- **Source data**:
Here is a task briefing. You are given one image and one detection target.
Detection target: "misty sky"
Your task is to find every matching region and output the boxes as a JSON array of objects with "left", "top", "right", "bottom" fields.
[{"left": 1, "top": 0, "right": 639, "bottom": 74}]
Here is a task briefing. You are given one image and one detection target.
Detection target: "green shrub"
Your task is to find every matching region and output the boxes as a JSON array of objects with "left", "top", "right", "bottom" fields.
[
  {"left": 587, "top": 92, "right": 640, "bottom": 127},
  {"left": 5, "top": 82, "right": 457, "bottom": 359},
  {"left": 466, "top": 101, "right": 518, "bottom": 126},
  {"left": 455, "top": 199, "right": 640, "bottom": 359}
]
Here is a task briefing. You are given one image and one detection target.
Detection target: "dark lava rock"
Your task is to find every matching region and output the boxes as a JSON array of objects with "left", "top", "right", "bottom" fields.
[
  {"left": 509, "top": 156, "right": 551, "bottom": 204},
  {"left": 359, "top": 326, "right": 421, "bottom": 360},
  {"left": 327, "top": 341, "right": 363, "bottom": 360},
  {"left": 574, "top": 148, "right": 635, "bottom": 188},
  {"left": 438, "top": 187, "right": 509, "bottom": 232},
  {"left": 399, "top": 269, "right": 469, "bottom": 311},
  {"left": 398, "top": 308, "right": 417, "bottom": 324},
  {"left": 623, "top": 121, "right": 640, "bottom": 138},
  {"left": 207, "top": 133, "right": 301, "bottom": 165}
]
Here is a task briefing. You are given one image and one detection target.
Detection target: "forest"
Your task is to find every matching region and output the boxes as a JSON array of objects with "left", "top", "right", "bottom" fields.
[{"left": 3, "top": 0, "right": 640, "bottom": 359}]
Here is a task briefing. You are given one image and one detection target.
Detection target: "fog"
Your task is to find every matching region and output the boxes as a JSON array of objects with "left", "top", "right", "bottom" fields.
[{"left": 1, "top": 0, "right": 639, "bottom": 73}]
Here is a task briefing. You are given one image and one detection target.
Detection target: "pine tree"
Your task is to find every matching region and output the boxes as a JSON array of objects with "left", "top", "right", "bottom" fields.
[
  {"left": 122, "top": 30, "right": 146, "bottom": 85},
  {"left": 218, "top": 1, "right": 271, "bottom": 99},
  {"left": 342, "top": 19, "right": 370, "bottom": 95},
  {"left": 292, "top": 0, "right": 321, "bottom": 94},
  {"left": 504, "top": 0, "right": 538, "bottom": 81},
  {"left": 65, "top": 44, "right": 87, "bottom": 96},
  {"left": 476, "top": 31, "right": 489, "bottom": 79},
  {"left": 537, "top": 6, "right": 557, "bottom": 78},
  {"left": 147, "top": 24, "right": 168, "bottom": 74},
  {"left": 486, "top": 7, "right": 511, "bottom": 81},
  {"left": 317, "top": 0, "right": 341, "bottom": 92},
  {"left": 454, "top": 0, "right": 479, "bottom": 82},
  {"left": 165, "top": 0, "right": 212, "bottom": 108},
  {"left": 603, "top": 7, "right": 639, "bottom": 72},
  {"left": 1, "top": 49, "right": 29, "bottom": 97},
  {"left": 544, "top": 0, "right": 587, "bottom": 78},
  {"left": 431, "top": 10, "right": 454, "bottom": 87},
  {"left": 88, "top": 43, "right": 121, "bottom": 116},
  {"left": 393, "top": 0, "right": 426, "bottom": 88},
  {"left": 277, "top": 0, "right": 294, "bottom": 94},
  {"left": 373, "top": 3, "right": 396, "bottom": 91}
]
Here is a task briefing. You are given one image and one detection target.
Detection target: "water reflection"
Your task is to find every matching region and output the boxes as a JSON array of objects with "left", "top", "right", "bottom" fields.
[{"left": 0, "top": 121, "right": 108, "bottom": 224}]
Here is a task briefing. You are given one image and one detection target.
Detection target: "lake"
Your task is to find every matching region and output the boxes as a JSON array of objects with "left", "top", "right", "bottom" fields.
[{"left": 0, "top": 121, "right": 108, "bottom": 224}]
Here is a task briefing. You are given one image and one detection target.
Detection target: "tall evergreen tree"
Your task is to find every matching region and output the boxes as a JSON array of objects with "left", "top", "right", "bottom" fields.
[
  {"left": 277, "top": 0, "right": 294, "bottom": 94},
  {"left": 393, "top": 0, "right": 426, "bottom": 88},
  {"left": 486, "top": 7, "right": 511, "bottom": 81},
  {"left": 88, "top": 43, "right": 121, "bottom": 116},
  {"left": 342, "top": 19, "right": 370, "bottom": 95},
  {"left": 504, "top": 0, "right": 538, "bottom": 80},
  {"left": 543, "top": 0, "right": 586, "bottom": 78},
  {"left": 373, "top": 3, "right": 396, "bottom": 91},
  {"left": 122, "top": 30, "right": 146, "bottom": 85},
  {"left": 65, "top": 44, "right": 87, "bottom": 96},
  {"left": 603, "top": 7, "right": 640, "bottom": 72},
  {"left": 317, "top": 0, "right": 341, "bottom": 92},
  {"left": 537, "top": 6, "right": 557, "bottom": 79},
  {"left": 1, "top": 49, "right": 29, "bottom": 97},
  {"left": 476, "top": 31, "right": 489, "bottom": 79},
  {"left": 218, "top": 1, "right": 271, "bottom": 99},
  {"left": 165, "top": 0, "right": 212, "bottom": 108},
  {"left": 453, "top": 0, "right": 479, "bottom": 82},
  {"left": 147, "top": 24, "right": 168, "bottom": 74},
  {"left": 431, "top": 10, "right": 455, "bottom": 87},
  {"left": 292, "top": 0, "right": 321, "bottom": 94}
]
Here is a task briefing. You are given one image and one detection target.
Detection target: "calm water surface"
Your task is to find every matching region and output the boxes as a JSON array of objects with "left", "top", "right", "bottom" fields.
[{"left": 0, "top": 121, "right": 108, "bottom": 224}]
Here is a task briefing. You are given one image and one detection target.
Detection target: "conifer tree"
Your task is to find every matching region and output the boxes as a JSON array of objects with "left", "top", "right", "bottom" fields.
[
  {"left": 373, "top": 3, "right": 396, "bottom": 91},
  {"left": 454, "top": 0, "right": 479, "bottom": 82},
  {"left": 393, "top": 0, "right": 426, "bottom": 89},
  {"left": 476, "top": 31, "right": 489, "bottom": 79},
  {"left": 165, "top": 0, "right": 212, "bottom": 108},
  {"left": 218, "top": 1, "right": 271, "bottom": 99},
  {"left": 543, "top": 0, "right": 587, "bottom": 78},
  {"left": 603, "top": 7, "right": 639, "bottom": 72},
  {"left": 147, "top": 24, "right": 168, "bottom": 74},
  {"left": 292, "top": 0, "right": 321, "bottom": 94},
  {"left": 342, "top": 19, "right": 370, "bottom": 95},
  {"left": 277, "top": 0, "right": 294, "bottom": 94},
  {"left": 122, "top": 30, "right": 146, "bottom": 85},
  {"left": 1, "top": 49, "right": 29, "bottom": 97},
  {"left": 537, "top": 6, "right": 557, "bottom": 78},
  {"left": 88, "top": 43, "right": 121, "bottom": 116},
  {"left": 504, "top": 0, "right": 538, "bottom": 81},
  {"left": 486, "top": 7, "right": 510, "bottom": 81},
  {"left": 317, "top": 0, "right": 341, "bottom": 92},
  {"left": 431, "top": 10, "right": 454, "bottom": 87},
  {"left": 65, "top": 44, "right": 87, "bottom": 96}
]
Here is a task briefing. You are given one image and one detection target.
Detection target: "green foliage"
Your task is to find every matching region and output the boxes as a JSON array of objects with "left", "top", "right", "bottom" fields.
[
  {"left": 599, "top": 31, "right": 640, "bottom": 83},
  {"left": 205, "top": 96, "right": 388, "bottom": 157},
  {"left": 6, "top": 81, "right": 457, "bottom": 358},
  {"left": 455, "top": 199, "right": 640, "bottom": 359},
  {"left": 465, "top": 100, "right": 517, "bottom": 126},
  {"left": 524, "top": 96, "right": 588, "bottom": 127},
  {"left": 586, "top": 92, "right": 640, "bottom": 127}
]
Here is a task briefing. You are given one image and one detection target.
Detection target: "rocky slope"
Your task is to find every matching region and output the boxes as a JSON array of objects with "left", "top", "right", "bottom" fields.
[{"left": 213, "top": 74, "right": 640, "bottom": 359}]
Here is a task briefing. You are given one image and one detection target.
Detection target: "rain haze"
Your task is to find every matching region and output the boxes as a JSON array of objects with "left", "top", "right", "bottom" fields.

- **Your instructions**: Filter the entries above down to the lines that hold the word "water", and copy those lines.

- **Answer area**:
Detection target: "water reflection"
Detection target: "calm water surface"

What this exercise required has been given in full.